Accent de mot et accent de groupe *1

Tout mot isolé reçoit en français un accent (d'ordre rythmique ou syntaxique) sur la
dernière syllabe. Si le même mot est dans une phrase, il conserve ou perd cet accent
suivant la place qu'il occupe dans la phrase ou le rôle qu'il y joue. 12

Quand on dit que l'accent appartient non au mot mais au groupe 23 on entend justement
par là que chacun des mots, au cours de la phrase, ne porte pas un accent égal à
celui qu'il porterait à l'état isolé; et que seuls portent un accent égal à celui qu'ils
porteraient à l'état isolé les mots qui terminent un groupe. Ces groupes correspondent
généralement aux groupes de sens, exprimant une unité sémantique. Ils peuvent
cependant, selon le débit de paroles et le style, comprendre une partie seulement d'un
groupe de sens, ou, ce qui est plus fréquent, en comprendre plusieurs. On les appelle
groupes accentués ou groupes rythmiques, leur dernière syllabe étant dite accentuée et
les autres inaccentuées.

• Énoncé:
Prolongez le passage ci-dessus sur l'accent de mot et l'accent de groupe en français, en reprenant juste après sa dernière phrase.

• Lignes de données:

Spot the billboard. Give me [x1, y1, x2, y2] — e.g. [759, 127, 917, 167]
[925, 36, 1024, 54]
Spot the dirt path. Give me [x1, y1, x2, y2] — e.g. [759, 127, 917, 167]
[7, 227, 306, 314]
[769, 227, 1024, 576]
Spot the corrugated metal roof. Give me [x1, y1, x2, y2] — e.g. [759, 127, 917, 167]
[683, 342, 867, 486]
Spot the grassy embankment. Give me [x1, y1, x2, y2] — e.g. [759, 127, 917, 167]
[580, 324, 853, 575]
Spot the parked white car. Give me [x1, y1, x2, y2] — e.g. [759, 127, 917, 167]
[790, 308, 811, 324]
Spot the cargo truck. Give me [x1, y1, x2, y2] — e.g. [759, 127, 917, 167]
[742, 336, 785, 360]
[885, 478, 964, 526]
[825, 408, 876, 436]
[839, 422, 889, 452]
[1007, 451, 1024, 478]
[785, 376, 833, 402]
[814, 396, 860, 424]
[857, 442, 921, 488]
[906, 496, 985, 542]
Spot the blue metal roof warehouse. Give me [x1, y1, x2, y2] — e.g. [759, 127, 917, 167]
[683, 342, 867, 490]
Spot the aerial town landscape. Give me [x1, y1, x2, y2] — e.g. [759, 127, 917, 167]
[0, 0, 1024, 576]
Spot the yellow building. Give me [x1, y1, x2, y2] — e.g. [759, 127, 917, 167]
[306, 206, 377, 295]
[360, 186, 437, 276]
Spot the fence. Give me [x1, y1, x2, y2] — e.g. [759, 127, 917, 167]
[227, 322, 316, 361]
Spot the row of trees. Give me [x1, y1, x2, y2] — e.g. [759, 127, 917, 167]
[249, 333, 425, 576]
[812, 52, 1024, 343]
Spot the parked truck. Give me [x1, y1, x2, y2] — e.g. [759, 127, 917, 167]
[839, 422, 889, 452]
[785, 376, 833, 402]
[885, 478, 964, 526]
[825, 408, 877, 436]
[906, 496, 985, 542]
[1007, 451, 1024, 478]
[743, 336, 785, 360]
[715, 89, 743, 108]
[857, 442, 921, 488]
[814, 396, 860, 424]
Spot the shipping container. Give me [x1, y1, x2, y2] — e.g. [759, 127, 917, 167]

• Résultat ci-dessous:
Mais dire que l'accent appartient au groupe et non au mot ne signifie pas que les
syllabes non finales de groupe soient toutes rigoureusement et également dépourvues
d'accent. Toute syllabe qui pourrait porter l'accent à l'état isolé est plus exactement
une syllabe désaccentuée qu'une syllabe inaccentuée. La désaccentuation est
souvent complète, et alors elle correspond à l'inaccentuation. Dans tous les autres
cas, elle est partielle et peut varier entre l'inaccentuation et l'accentuation normale,
sans jamais atteindre cette dernière. On doit donc dire qu'il y a des degrés dans la
désaccentuation.

Dans le groupe rythmique caractéristique, la désaccentuation des syllabes non
finales donne l'impression d'être complète ou à peu près. Exemple: C'est dans un
beau vase. Elle est beaucoup moins complète quand, à l'intérieur du groupe, se trouve
un mot important. Exemple: Un beau vase de fleurs.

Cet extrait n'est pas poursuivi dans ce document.